[Exercise aim] Would you copy out each line of the records below that includes the word "overcast"?

[Supplied records]
•••••

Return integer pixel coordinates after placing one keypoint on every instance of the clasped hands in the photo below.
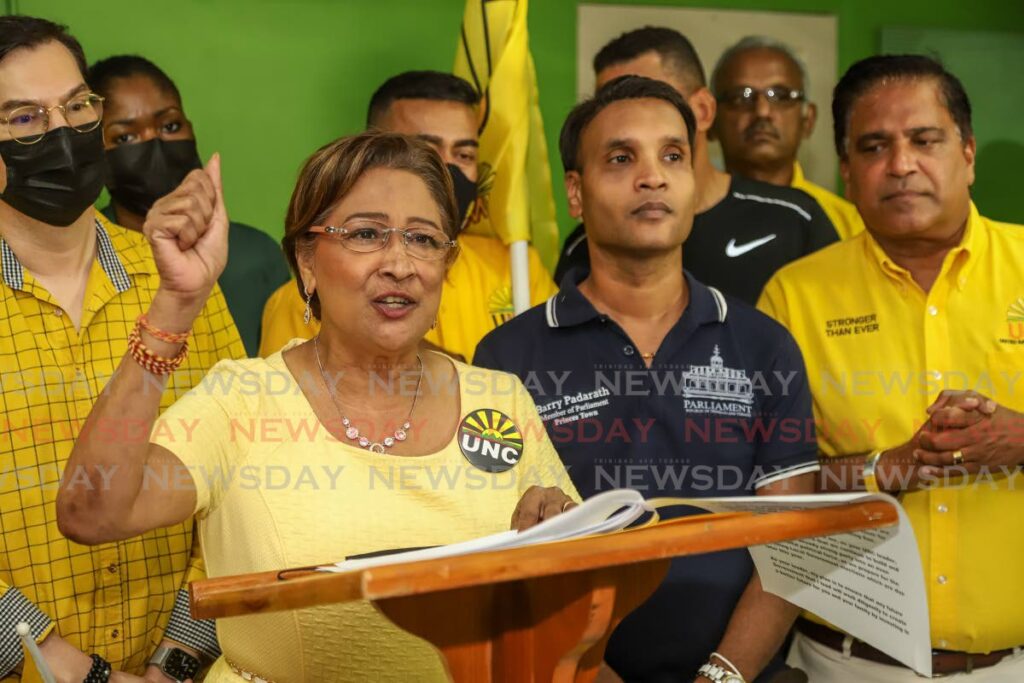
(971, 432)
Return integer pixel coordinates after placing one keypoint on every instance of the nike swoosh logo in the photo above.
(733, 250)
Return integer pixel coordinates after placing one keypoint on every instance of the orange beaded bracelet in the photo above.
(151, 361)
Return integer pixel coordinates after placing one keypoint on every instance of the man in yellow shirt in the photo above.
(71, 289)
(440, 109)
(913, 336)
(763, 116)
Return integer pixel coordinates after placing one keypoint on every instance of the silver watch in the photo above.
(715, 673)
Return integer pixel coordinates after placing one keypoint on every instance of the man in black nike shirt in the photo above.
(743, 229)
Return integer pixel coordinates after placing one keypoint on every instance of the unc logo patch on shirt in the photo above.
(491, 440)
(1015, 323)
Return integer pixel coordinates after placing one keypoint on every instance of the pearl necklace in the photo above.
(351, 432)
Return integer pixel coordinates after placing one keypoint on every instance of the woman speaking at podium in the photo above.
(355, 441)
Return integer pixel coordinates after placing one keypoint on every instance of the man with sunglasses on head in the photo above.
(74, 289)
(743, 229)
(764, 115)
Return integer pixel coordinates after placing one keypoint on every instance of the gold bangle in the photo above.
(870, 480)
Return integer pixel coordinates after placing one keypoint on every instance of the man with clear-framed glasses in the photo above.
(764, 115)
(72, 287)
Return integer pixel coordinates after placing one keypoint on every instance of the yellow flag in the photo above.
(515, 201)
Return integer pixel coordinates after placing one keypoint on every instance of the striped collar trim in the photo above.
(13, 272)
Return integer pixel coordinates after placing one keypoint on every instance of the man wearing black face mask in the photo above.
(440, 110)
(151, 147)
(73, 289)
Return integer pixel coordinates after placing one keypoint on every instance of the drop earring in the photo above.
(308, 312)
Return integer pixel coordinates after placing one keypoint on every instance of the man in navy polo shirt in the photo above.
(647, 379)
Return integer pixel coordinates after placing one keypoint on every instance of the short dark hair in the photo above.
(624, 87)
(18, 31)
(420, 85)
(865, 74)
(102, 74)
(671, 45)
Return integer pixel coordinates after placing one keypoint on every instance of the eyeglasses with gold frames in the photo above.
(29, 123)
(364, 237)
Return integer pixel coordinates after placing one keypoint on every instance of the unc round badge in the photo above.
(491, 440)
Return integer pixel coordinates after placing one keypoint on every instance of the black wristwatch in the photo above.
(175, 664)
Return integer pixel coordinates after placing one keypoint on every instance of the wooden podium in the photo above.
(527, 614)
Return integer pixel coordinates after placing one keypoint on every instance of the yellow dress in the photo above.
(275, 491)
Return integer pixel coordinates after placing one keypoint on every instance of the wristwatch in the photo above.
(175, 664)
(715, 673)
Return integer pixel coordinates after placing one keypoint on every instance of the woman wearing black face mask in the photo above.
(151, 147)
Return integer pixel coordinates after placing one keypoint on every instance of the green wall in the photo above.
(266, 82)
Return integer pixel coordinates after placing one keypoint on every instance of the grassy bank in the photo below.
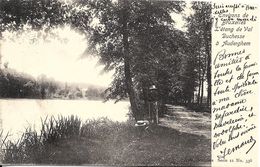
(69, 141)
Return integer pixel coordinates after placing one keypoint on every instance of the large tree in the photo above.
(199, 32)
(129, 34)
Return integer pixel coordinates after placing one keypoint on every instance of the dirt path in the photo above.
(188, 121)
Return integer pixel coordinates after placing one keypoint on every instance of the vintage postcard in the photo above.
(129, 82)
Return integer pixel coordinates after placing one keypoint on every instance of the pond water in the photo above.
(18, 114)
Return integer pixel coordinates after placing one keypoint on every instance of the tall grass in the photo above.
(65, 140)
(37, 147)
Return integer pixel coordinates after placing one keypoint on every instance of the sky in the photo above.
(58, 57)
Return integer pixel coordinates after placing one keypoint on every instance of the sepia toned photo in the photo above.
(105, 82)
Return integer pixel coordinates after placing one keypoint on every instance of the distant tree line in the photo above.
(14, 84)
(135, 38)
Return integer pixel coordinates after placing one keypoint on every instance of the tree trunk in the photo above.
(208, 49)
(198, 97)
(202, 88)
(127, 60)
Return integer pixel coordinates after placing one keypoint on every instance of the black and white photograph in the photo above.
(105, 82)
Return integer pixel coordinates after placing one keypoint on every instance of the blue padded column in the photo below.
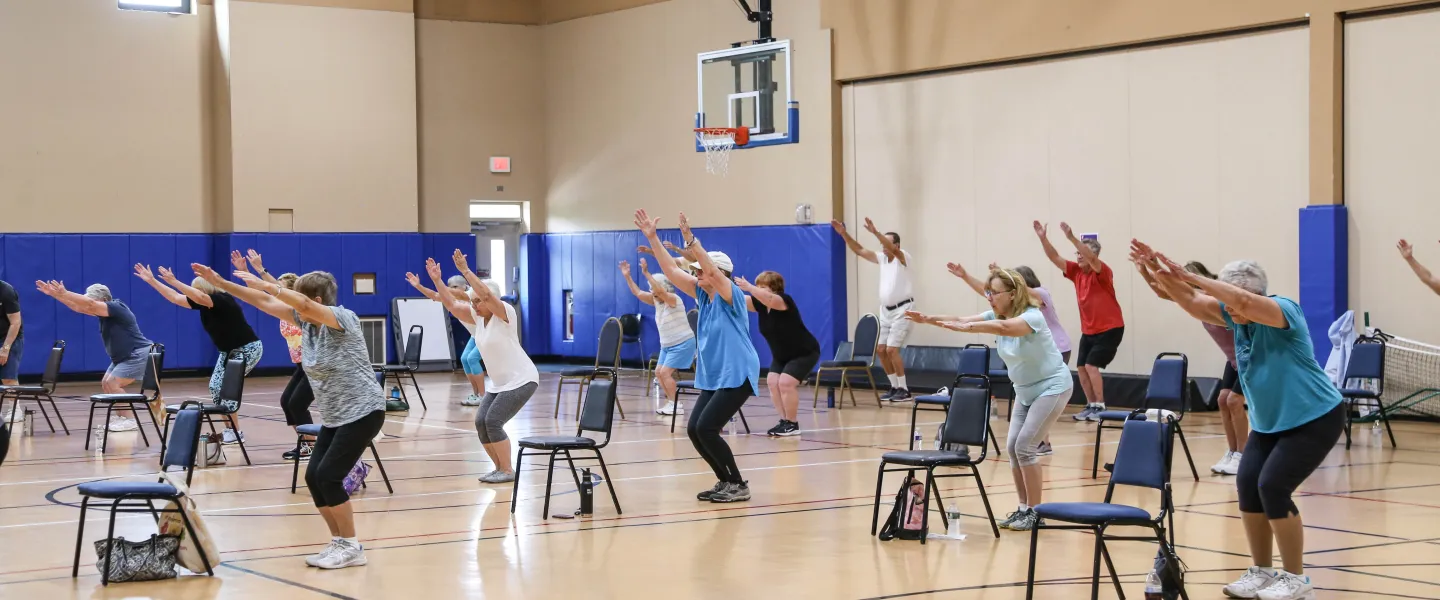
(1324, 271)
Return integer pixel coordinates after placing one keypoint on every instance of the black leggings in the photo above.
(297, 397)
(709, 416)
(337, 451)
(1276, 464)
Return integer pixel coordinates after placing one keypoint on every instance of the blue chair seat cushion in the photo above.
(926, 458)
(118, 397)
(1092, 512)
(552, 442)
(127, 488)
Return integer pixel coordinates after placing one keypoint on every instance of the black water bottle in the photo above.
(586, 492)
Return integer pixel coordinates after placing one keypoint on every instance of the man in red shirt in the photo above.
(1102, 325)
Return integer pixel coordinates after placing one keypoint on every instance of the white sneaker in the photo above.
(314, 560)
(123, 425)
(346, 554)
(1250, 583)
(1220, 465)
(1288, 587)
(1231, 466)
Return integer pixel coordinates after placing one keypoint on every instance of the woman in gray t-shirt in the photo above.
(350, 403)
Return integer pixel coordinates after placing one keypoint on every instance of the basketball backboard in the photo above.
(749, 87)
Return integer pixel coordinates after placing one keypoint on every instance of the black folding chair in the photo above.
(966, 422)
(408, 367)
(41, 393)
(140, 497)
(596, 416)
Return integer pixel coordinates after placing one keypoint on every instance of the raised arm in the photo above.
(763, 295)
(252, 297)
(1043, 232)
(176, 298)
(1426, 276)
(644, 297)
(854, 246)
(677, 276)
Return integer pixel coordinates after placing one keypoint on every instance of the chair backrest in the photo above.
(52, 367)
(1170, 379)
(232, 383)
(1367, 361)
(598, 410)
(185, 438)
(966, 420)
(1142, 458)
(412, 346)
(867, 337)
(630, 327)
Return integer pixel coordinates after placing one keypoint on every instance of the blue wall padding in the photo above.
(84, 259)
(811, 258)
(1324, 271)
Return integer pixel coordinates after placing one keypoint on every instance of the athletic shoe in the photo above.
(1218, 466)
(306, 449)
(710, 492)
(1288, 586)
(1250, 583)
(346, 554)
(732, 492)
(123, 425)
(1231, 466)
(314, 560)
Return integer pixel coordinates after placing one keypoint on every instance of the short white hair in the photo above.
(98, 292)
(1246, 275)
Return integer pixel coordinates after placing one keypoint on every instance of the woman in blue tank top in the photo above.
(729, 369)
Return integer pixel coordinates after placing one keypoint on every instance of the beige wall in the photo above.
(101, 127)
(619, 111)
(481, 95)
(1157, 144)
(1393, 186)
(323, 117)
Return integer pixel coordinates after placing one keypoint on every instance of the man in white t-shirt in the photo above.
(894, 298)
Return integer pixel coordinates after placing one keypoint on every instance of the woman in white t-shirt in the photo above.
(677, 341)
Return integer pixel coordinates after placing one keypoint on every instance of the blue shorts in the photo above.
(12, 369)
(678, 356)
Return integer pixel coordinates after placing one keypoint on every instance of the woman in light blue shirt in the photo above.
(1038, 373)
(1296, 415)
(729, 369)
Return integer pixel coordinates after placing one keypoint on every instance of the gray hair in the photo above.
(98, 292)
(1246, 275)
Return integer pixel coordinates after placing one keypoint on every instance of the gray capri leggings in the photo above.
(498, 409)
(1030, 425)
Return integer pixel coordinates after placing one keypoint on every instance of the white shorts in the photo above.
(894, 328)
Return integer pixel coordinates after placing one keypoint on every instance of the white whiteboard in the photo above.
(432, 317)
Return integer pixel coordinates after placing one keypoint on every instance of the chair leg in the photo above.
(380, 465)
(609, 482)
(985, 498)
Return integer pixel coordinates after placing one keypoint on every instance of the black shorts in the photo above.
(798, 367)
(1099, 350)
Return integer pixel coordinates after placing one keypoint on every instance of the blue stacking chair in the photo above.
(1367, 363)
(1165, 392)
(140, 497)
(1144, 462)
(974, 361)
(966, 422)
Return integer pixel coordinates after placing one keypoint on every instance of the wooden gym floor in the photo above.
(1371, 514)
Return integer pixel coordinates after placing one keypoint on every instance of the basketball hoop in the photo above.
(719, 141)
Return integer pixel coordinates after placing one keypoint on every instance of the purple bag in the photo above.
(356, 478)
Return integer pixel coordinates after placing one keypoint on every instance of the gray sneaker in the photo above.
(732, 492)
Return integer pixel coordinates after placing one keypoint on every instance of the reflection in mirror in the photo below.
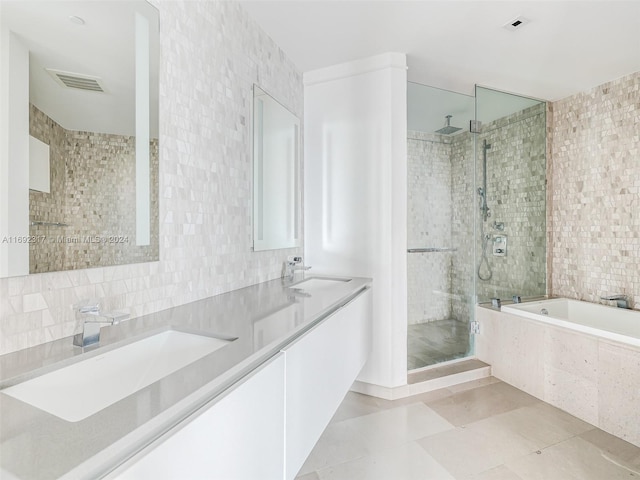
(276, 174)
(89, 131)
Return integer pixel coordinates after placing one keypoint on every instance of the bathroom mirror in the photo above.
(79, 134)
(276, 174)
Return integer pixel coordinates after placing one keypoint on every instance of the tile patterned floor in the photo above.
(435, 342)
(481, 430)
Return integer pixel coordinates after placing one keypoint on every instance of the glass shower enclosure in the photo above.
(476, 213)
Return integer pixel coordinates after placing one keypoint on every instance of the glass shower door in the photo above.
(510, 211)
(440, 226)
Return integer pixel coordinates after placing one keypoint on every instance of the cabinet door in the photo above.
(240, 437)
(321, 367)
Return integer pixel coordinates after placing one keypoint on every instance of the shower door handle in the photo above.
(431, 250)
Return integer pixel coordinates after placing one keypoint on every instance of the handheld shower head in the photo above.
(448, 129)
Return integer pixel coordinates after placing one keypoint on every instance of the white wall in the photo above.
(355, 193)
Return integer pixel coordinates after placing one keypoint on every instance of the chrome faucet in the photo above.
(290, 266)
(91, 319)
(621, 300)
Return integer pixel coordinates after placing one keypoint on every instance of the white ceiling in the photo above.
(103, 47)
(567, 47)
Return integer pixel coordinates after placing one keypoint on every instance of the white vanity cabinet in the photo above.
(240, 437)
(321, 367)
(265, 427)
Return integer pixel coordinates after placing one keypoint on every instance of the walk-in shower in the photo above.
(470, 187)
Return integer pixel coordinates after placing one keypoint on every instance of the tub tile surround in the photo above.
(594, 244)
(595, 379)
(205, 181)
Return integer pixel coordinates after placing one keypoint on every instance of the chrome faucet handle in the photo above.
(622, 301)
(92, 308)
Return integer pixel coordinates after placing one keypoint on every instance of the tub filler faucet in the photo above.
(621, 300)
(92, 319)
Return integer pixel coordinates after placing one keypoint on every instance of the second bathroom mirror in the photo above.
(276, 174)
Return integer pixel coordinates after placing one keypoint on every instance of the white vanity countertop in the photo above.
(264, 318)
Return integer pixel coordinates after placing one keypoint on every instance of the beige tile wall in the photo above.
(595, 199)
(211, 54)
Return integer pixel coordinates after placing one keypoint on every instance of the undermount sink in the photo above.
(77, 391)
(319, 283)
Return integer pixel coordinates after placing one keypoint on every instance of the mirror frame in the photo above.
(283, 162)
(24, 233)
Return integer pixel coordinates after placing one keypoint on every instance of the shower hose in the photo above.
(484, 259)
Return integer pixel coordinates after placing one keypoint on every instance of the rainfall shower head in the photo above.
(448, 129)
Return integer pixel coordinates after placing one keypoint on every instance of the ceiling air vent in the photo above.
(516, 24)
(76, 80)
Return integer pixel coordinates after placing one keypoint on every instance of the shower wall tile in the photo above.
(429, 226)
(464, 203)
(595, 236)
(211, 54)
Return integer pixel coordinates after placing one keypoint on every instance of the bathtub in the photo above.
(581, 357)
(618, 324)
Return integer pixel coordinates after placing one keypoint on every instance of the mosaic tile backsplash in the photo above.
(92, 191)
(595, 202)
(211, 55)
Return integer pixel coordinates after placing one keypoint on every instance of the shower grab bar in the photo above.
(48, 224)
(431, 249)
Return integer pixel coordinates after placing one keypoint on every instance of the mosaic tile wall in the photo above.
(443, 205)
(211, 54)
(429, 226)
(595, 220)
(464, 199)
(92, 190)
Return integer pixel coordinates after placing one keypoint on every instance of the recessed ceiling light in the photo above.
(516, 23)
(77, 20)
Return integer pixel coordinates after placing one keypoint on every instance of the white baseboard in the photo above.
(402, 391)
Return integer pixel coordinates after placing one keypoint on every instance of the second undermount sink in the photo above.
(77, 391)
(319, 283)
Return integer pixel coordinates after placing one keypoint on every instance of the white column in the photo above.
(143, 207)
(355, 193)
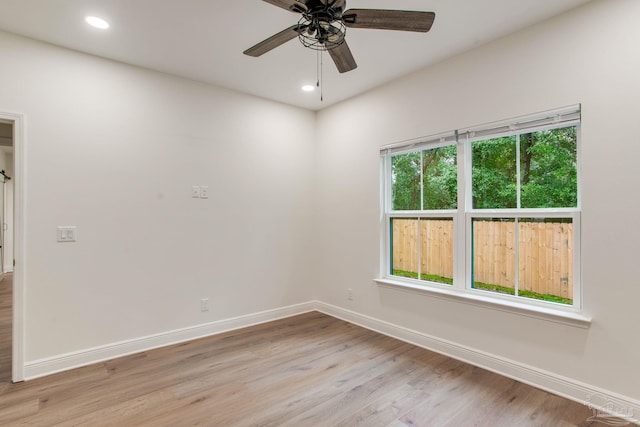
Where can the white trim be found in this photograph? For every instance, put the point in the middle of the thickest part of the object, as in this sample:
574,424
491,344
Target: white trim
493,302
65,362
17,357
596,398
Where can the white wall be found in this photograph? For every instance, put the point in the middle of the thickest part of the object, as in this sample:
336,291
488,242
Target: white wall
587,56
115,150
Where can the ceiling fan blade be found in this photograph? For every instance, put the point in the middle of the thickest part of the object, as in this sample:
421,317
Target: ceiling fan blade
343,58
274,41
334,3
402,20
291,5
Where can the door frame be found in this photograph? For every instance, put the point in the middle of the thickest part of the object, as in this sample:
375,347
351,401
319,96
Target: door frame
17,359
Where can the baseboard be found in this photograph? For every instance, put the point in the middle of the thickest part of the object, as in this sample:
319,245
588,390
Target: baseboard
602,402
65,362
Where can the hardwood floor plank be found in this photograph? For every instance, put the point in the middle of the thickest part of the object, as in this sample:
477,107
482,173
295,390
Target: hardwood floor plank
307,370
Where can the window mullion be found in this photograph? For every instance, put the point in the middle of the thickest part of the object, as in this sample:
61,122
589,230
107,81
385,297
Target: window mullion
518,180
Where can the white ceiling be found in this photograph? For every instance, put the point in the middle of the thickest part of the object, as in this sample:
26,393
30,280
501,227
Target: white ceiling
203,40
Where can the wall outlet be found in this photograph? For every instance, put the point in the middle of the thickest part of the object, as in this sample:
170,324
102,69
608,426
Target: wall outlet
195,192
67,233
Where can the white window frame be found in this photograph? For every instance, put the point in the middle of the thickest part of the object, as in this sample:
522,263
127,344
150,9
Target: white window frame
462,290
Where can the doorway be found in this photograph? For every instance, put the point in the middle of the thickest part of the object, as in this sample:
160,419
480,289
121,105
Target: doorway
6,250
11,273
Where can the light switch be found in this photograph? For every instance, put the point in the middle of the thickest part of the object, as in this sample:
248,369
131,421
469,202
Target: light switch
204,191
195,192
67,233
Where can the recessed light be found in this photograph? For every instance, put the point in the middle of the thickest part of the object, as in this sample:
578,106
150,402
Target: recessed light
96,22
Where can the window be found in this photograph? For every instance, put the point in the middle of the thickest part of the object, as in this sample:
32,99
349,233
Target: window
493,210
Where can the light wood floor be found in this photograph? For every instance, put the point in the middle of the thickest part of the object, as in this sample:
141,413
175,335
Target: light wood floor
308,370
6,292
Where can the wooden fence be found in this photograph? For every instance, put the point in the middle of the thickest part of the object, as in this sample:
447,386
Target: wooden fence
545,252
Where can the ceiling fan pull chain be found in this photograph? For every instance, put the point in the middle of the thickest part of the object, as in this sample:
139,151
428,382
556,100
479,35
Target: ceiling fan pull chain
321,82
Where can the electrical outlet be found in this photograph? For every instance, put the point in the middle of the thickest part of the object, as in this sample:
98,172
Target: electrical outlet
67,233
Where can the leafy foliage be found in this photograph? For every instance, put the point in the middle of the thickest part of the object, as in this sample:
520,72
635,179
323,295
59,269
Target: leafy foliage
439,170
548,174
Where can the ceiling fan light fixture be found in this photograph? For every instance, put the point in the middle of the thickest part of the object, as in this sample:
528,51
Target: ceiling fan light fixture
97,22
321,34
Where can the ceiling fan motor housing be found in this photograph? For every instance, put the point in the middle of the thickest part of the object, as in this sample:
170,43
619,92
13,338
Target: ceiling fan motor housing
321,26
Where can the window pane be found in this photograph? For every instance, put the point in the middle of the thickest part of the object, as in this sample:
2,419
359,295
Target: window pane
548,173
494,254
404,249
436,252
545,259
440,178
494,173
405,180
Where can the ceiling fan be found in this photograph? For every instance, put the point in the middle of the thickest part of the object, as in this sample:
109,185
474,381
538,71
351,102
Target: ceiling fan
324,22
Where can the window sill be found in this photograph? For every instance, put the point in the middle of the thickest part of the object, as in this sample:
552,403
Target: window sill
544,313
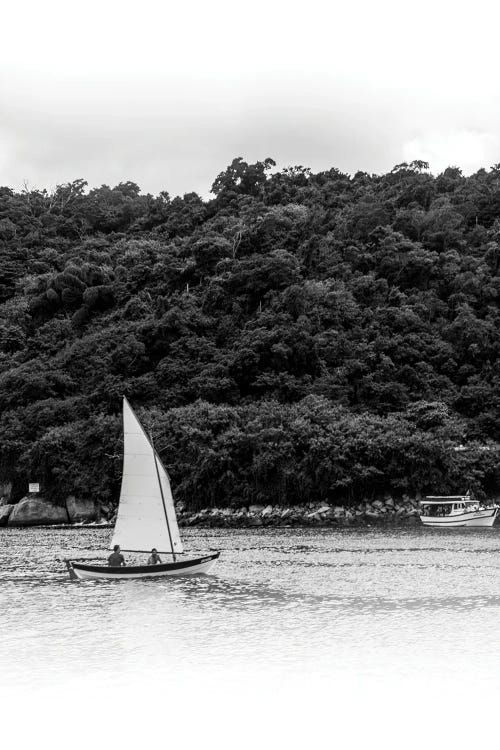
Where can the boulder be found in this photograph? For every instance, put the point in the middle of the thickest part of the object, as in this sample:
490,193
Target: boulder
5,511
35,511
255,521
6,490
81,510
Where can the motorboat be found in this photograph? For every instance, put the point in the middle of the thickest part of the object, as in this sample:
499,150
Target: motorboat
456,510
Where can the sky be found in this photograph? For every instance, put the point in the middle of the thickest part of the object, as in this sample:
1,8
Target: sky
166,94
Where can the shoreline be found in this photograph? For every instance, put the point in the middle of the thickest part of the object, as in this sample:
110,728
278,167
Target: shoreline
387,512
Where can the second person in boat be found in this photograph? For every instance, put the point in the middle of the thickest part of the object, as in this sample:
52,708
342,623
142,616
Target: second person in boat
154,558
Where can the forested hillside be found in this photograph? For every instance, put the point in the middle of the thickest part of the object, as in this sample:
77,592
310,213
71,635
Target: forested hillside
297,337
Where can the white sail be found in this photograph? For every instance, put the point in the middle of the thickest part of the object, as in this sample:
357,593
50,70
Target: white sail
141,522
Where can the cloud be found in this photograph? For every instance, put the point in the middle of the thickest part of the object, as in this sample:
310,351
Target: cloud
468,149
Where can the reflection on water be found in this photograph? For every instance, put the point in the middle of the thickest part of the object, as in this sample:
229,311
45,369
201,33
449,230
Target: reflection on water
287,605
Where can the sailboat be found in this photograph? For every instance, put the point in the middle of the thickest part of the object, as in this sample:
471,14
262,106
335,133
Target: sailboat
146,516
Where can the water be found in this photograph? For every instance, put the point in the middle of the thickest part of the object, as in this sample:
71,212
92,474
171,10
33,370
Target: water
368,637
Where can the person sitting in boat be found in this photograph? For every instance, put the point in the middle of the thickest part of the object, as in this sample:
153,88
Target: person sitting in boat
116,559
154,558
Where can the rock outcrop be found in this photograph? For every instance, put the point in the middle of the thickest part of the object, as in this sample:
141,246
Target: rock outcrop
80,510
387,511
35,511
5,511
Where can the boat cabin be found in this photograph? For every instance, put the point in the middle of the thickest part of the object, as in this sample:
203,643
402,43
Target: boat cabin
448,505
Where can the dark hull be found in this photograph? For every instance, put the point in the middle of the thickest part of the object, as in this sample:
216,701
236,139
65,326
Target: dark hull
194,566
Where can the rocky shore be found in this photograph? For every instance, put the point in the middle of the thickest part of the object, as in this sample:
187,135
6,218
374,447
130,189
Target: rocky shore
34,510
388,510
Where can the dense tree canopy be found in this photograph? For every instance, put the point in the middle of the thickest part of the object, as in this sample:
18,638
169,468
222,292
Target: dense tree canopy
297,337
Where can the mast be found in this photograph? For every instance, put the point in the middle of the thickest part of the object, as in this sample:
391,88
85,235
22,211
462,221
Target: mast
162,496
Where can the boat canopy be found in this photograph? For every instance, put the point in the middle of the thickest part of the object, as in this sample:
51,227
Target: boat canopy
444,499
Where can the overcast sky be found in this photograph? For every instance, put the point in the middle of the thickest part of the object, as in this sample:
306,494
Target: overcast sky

•••••

[Answer for this exercise]
Where can the overcast sky be found in this photograph? For every instance, put the point in the middle of the thickest part of the object, as in this sample:
Target: overcast sky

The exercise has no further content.